» **Page extract**:
========================

Luckily, I wrote down all of the questions.
Among the most interesting topics included in the poll was a question about how people feel about the Providence Teachers Union, public charter schools, the Providence school department, Governor Gina Raimondo, interim Superintendent Fran Gallo, Mayor Jorge Elorza, and Education Commissioner Angélica Infante-Green.
Another question floated the idea of naming new schools that would have some independence from the school department. The options: Promise Schools, Leadership Schools, Opportunity Schools, or Renaissance Schools.
The questionnaire also tested potential names for the state’s takeover of Providence schools: The Providence Pact, The Opportunity Schools, Renaissance Providence, Turnaround Providence, The Hope Pact, and Providence United.
When it comes to education issues that need to be addressed, participants were asked about cell phones, school culture, teacher attendance, school safety, professional development, student attendance, and building/infrastructure safety. The survey also asked about support for charter schools.

========================

» **Raw records**:
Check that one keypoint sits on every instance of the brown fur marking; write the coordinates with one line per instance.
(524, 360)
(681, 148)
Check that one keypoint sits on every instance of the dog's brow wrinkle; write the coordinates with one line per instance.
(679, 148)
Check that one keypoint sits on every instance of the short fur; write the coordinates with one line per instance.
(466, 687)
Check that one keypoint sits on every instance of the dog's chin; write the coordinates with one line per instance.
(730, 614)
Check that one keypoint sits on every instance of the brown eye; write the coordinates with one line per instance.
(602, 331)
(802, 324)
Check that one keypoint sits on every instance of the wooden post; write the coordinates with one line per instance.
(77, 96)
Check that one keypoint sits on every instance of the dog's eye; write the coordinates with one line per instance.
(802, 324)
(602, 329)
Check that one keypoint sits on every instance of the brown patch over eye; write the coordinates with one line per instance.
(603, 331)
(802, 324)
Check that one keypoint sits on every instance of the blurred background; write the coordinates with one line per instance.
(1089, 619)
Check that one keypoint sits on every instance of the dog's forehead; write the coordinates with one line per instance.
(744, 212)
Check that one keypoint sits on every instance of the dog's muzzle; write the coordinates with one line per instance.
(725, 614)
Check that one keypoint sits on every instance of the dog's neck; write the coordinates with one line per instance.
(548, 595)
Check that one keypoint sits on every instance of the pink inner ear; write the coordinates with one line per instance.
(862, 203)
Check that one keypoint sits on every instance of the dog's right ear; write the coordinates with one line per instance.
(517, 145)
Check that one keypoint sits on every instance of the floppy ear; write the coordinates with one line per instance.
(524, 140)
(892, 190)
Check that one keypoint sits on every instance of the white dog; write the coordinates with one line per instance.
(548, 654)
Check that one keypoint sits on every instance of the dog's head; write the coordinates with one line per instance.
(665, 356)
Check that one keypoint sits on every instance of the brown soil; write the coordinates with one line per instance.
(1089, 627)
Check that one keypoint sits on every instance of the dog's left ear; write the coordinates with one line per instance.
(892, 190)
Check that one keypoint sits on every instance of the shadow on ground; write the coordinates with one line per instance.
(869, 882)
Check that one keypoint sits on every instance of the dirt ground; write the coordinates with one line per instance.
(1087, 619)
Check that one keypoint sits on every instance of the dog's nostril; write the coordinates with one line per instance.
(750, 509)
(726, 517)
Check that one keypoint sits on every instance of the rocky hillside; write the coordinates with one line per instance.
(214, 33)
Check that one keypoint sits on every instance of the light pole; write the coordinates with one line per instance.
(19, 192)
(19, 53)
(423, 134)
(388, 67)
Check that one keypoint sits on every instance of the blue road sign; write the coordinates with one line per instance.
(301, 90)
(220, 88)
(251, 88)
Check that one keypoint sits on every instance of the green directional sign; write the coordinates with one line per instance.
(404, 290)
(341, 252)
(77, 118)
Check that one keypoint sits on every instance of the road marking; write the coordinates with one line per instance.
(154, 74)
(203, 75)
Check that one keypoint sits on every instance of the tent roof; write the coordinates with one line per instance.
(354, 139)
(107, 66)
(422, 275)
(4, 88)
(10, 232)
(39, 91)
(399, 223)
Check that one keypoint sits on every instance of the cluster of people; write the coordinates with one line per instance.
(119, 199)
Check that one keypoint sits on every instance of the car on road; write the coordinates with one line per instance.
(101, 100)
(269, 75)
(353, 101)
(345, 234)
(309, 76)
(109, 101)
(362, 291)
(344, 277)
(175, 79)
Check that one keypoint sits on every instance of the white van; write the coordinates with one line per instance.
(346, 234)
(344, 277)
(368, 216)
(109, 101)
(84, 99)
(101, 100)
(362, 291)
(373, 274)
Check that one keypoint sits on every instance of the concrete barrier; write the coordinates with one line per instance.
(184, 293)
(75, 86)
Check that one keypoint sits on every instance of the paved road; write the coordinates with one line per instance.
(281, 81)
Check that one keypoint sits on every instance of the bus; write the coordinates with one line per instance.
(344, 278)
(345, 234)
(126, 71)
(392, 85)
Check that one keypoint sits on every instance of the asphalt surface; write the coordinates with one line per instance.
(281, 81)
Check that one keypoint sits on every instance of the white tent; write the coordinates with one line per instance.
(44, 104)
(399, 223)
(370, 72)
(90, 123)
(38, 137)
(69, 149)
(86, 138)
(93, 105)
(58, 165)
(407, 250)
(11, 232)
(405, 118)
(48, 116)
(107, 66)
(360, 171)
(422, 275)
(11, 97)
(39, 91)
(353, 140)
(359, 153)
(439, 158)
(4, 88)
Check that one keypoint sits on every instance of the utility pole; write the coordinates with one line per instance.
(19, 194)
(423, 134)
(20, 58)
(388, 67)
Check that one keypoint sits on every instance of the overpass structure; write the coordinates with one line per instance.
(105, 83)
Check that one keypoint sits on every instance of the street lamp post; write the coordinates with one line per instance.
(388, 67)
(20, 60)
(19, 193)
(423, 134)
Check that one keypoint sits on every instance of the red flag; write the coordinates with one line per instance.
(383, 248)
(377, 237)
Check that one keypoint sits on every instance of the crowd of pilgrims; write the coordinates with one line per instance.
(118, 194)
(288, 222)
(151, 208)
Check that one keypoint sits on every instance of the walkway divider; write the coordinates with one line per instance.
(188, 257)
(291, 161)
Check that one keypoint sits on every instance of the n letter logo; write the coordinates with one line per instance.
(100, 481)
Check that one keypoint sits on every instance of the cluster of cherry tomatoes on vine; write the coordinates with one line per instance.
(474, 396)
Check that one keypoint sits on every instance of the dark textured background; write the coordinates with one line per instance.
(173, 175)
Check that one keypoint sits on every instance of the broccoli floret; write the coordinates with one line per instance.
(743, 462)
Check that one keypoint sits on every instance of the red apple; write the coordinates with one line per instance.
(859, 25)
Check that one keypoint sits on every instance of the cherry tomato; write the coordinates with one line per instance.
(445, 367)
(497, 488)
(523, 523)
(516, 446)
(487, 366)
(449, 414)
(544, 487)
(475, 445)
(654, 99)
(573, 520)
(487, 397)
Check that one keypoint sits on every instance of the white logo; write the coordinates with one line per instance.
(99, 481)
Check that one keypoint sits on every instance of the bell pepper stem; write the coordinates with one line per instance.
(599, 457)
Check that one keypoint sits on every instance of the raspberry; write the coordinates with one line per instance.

========================

» **Exercises**:
- A) Reproduce the section of the Providence poll passage starting at "The questionnaire also" and ending at "and Providence United.".
- B) List every name the questionnaire in the Providence poll passage tested for the state's takeover of Providence schools.
- C) According to the Providence poll passage, who is the interim Superintendent?

» **Expected outputs**:
- A)
The questionnaire also tested potential names for the state’s takeover of Providence schools: The Providence Pact, The Opportunity Schools, Renaissance Providence, Turnaround Providence, The Hope Pact, and Providence United.

- B)
The Providence Pact
The Opportunity Schools
Renaissance Providence
Turnaround Providence
The Hope Pact
Providence United

- C) Fran Gallo